§ **Exercise details**:
Copy every record exactly as it appears in the data below.

** Source data follows **

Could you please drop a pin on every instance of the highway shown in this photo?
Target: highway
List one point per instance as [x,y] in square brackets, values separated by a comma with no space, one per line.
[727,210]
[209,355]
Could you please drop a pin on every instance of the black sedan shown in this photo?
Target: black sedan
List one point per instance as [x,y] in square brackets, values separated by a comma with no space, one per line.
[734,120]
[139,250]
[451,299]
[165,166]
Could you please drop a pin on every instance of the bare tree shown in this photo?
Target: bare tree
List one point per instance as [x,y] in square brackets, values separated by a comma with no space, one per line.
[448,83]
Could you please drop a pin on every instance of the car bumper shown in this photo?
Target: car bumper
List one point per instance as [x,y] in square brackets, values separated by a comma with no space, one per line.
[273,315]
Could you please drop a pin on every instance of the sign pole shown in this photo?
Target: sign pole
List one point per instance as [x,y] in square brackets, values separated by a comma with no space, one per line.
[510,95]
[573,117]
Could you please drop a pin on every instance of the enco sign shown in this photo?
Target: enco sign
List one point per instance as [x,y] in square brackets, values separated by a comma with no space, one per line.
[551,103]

** End of Source data **

§ **Output**:
Could you please drop a pin on every instance of the highway shown in this photo?
Target: highway
List one point per instance as [x,y] in square brackets, values separated by a comma with no space, one per line.
[727,210]
[209,355]
Could you please drop a pin on every instance of the black sedan shown in this photo?
Target: black sedan
List one point per instance as [x,y] in square brackets, values separated by a comma with no space, one per line.
[734,120]
[139,250]
[451,299]
[165,166]
Could you please drop a pin on every instance of the bare tree shown in this photo?
Target: bare tree
List one point per instance as [x,y] in square brackets, values separated by a comma with no space, one per line.
[448,83]
Could you please drop a pin on every instance of the car bumper shown in this photo?
Target: car bumper
List one point per instance as [x,y] in square brackets, values separated by a comma with no space, one per line.
[273,315]
Could you please drop a pin on every instance of the sign pole shown in this photo?
Target: sign pole
List one point per instance as [x,y] in square brackets, values separated by a comma with no space, one per line.
[510,95]
[573,117]
Could you please drop a pin on every instance of the enco sign shown in this photo?
Target: enco sign
List one point per instance as [x,y] in square brackets, values separated by a comma with no space, one per line.
[551,103]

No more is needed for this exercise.